◆ WHAT IS EXPECTED ◆
Retype the whole listing below, character for character.

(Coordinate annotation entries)
◆ ◆ ◆
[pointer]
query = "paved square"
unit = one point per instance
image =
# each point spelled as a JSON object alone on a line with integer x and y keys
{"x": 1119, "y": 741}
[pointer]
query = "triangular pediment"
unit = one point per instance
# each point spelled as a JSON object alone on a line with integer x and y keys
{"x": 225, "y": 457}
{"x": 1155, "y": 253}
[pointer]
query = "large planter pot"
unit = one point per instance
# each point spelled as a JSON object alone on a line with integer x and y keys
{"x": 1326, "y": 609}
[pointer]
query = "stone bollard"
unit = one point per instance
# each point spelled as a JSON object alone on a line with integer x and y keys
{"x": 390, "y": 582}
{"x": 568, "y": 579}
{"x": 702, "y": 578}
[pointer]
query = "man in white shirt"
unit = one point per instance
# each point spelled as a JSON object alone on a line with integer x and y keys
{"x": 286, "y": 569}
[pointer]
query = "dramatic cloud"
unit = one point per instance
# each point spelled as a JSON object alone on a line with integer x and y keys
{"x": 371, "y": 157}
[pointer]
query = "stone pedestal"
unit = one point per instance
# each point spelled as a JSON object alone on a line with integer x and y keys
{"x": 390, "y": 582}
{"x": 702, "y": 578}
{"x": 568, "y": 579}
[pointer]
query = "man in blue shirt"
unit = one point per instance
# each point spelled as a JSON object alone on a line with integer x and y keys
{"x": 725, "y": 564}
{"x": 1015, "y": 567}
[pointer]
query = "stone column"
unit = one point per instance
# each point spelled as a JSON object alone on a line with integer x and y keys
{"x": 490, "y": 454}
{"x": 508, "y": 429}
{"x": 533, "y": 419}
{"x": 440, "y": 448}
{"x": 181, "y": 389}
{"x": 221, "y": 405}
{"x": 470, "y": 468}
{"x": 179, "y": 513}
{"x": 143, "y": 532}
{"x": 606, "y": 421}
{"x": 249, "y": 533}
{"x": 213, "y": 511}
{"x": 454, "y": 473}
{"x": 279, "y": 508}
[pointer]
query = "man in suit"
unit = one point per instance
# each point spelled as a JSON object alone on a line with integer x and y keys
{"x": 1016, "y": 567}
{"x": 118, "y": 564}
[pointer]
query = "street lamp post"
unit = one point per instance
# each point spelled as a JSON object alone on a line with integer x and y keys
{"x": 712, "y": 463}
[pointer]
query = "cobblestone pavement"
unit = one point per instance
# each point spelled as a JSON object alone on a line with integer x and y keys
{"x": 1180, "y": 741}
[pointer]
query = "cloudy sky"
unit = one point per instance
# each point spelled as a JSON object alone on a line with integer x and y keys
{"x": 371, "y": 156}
◆ ◆ ◆
◆ SOLUTION TO THIS TASK ◆
[pointer]
query = "paved square"
unit = one point per instance
image =
# each point spelled as a JSON object alone on a line with integer x and y keys
{"x": 1119, "y": 741}
[pointer]
query = "triangular pediment"
unit = one point per instance
# each point spelled as a JSON object alone on a line with integer x and y keys
{"x": 225, "y": 457}
{"x": 1155, "y": 253}
[pointer]
query = "large planter pot"
unit = one point per instance
# each point spelled as a JSON object alone on a line with integer x and y keys
{"x": 1326, "y": 609}
[pointer]
query = "stone bollard"
unit = one point per instance
# each point spelled as a JSON object alone on a line with integer x and y keys
{"x": 390, "y": 582}
{"x": 568, "y": 579}
{"x": 702, "y": 578}
[pointer]
query = "man in white shirt"
unit = one point per instance
# each point spelled as a JSON object alone on a line with integer x and y keys
{"x": 286, "y": 569}
[pointer]
query = "dramatic cloud"
unit = one point per instance
# each point spelled as a JSON object alone on a line with integer x and y keys
{"x": 371, "y": 157}
[pointer]
query = "stone pedestal"
unit = one point per instance
# each point spelled as a JSON object alone on a line with integer x and y keys
{"x": 390, "y": 582}
{"x": 702, "y": 578}
{"x": 568, "y": 579}
[pointer]
query = "man in blue shirt"
unit = one point per instance
# each point spelled as a JSON object alone on a line with integer x and y keys
{"x": 725, "y": 564}
{"x": 1015, "y": 567}
[pointer]
query = "stone column"
unit = one point per instance
# each point spelled as a JSON object alone on a line with integer x and y keys
{"x": 490, "y": 454}
{"x": 508, "y": 429}
{"x": 533, "y": 419}
{"x": 440, "y": 448}
{"x": 181, "y": 389}
{"x": 221, "y": 405}
{"x": 470, "y": 468}
{"x": 179, "y": 513}
{"x": 143, "y": 532}
{"x": 606, "y": 421}
{"x": 249, "y": 533}
{"x": 213, "y": 511}
{"x": 454, "y": 473}
{"x": 279, "y": 508}
[pointer]
query = "man in suit"
unit = one point per instance
# each point spelled as a JSON object alone on a line with integer x and y keys
{"x": 1016, "y": 567}
{"x": 118, "y": 564}
[pointer]
query = "street lamp post"
unit = one point per instance
# each point spelled as a JSON object alone on a line with integer x and y keys
{"x": 712, "y": 463}
[pointer]
query = "cobblestone pavement"
unit = one point per instance
# each point spelled as a JSON object alone on a line with integer x and y keys
{"x": 1180, "y": 741}
[pointer]
query = "cloudy sky"
unit = one point per instance
# each point spelled as a JSON object alone on a line with integer x and y keys
{"x": 371, "y": 156}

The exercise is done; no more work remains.